Text shown.
# New law on soakaway septic tanks?



## BGD (May 2, 2012)

Fosas Septicos/Pozo ****** - 
Has anyone got any clear, and more importantly, accurate information on the various rumours about "new Spanish national/Valencian region regulations affecting existing soakaway septic tanks" please. 
Any links to official sites/documents on this would be great.


----------



## snikpoh (Nov 19, 2007)

BGD said:


> Fosas Septicos/Pozo ****** -
> Has anyone got any clear, and more importantly, accurate information on the various rumours about "new Spanish national/Valencian region regulations affecting existing soakaway septic tanks" please.
> Any links to official sites/documents on this would be great.


I don't think things have changed for the last couple of years but....

If you are having any work done then you are expected to change from a fosa septica/negra to a modern 3-tank system.

Directions.
(1) Please answer these questions from the septic tank thread above:
(a) What does BGD ask to be linked to?
(b) Which regulations do the rumors BGD mentions concern?
(c) According to snikpoh, what are you expected to switch to if you are having work done?
(2) Translate this sentence from the septic tank thread into French: "If you are having any work done then you are expected to change from a fosa septica/negra to a modern 3-tank system."

Given information.
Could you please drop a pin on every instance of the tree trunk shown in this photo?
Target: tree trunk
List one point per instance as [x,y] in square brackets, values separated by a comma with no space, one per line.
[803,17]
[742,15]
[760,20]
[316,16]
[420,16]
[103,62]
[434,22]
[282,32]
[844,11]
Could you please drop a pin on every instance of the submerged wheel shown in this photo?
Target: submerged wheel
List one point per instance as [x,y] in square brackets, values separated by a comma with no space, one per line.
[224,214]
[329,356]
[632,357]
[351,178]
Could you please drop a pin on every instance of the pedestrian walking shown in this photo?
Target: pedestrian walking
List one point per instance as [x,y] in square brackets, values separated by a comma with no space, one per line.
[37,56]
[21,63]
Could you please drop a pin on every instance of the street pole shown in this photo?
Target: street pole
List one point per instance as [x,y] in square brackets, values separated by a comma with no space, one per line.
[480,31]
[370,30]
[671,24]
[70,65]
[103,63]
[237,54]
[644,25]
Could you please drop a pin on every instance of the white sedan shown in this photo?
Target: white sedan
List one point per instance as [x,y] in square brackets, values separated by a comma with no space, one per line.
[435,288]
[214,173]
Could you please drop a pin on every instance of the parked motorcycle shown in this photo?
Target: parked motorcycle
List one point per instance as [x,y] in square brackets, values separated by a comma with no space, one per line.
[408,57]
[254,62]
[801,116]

Expected results.
(1)
(a) Official sites/documents on the rumored regulations.
(b) New Spanish national/Valencian region regulations affecting existing soakaway septic tanks.
(c) A modern 3-tank system.

(2) Si vous faites faire des travaux, vous êtes censé passer d'une fosa septica/negra à un système moderne à trois cuves.